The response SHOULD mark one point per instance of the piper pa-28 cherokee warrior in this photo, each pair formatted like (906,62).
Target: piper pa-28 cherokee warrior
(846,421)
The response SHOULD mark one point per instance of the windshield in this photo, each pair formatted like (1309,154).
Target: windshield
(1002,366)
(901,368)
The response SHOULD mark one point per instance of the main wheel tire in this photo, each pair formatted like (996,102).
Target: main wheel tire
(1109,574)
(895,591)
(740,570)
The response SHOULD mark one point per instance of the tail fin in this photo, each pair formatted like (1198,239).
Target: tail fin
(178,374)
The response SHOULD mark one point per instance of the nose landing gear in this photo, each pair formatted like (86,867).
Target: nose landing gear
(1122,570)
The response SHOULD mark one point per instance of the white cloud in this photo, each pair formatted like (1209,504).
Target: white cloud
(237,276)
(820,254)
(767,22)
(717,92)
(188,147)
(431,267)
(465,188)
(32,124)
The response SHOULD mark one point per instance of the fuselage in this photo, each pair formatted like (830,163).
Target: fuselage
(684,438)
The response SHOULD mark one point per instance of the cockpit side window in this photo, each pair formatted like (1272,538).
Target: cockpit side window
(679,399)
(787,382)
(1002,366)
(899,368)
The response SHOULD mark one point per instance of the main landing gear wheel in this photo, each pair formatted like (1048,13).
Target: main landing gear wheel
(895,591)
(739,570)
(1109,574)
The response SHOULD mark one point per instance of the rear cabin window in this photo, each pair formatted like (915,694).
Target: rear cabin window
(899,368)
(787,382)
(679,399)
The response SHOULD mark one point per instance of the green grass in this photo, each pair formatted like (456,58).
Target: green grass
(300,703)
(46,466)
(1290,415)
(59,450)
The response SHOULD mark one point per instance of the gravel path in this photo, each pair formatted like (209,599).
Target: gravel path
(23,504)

=======

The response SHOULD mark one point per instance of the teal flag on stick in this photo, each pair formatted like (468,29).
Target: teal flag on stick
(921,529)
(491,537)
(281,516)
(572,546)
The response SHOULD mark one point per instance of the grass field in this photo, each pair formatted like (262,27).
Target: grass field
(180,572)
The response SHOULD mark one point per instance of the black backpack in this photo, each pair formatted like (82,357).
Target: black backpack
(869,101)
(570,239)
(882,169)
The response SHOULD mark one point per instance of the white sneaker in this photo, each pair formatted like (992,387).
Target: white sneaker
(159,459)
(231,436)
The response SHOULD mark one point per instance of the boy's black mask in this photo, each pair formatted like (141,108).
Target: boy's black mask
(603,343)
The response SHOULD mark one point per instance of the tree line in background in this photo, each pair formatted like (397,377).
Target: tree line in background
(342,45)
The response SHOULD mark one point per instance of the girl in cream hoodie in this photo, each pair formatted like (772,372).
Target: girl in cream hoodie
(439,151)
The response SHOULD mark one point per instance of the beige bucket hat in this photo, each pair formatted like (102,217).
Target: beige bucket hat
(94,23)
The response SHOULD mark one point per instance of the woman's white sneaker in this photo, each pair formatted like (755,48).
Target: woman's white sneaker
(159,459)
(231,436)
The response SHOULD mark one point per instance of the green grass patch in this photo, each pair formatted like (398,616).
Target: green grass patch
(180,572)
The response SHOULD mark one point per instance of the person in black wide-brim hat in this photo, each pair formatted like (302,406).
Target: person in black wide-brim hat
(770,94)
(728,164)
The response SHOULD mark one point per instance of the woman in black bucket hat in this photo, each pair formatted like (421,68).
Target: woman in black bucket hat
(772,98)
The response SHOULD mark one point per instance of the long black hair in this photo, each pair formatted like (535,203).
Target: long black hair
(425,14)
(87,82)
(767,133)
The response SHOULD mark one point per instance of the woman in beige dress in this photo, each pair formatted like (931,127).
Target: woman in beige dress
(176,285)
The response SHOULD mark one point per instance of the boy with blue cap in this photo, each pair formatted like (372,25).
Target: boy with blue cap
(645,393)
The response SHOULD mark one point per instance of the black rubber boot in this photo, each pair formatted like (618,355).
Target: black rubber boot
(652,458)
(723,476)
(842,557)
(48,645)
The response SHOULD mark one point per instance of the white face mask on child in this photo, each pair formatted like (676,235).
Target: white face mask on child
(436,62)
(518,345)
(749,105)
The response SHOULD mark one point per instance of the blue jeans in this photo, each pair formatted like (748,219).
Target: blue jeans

=======

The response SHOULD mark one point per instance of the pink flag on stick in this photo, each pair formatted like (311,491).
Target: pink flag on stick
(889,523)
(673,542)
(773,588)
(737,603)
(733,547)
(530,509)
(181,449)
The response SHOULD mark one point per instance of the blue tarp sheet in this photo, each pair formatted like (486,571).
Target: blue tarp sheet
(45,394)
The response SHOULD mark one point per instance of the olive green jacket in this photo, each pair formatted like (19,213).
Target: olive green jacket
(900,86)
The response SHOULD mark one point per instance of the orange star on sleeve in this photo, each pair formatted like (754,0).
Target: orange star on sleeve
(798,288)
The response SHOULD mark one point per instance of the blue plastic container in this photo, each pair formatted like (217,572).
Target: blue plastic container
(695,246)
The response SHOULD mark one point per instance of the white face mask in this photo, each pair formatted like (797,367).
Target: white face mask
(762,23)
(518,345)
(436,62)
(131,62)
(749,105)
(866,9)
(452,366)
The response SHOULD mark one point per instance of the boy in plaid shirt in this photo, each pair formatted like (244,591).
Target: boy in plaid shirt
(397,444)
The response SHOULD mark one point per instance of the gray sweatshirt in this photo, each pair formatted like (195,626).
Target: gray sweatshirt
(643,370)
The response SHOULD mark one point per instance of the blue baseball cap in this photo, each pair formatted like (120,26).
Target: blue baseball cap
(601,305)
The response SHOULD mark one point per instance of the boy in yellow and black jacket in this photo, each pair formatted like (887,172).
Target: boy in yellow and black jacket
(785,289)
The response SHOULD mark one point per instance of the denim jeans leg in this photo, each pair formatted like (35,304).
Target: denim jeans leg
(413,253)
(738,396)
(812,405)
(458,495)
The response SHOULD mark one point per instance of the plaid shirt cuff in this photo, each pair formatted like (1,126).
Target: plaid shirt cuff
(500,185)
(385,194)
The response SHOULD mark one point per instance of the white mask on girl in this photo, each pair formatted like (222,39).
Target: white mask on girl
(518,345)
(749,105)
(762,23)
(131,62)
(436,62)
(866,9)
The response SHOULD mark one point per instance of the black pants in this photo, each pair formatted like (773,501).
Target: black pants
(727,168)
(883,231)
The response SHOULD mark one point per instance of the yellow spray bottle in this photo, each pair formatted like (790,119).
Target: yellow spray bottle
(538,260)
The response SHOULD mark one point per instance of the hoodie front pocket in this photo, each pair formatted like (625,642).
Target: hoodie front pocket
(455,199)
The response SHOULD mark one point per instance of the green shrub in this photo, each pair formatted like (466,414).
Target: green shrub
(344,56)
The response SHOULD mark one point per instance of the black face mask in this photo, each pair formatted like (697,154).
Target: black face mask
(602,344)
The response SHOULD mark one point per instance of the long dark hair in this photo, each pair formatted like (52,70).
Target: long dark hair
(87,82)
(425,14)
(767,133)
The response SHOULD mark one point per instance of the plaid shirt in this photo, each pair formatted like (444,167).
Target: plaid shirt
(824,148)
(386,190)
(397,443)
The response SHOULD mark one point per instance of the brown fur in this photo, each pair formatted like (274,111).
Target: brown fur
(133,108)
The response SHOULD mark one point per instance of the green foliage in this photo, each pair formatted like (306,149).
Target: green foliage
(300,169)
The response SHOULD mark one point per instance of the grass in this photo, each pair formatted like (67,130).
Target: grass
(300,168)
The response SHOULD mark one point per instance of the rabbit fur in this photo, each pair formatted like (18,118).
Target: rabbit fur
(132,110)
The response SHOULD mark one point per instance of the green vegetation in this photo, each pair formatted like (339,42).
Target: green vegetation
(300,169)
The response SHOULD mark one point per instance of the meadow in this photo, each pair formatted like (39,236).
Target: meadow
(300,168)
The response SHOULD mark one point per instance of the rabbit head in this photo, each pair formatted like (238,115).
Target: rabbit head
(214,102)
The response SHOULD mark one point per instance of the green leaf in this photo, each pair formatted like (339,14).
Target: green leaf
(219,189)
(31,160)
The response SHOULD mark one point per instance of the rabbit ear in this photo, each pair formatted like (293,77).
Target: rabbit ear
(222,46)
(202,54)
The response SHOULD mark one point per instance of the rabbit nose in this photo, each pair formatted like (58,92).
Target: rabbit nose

=======

# TASK INSTRUCTIONS
Return verbatim the rows from the line containing "The response SHOULD mark one point per instance of the girl" through the line containing "Target: blue jeans", both included.

# ANSWER IN FULL
The response SHOULD mark one point per instance of the girl in cream hoodie in this photo, each pair formatted like (772,372).
Target: girl in cream hoodie
(439,151)
The response SHOULD mark one point per instance of the beige bucket hat in this photo, each pair formatted like (102,217).
Target: beige bucket hat
(94,23)
The response SHOULD mark one point per instance of the woman's white sneaker in this photo, each pair formatted like (755,48).
Target: woman's white sneaker
(159,459)
(231,436)
The response SHOULD mark one point per instance of the green grass patch in this photo, each pair formatted like (398,616).
Target: green grass patch
(180,572)
The response SHOULD mark one point per instance of the person in black wide-brim hat in this photo, each pair formatted like (302,406).
Target: person in black wide-brim hat
(770,94)
(728,164)
The response SHOULD mark one point per instance of the woman in black bucket hat in this photo, each pair formatted like (421,68).
Target: woman in black bucket hat
(772,98)
The response SHOULD mark one point per instance of the long black hair in this photo, each pair formatted like (535,203).
Target: long black hair
(425,14)
(87,82)
(767,133)
The response SHOULD mark one point per instance of the woman in beige dress in this photo, each pair formatted like (931,127).
Target: woman in beige dress
(176,285)
The response SHOULD mark one point per instance of the boy with blue cap in this photo, each pair formatted like (372,25).
Target: boy with blue cap
(645,393)
The response SHOULD mark one point per instance of the black rubber boot in this photo, each pair formatted like (618,355).
Target: black rubber boot
(652,458)
(723,476)
(842,557)
(48,645)
The response SHOULD mark one point per instance of the white face mask on child in this photo, each pair formatted like (676,235).
Target: white face mask on child
(436,62)
(518,345)
(749,105)
The response SHOULD mark one point per instance of the blue jeans in this photo, each pair formatted like (748,219).
Target: blue jeans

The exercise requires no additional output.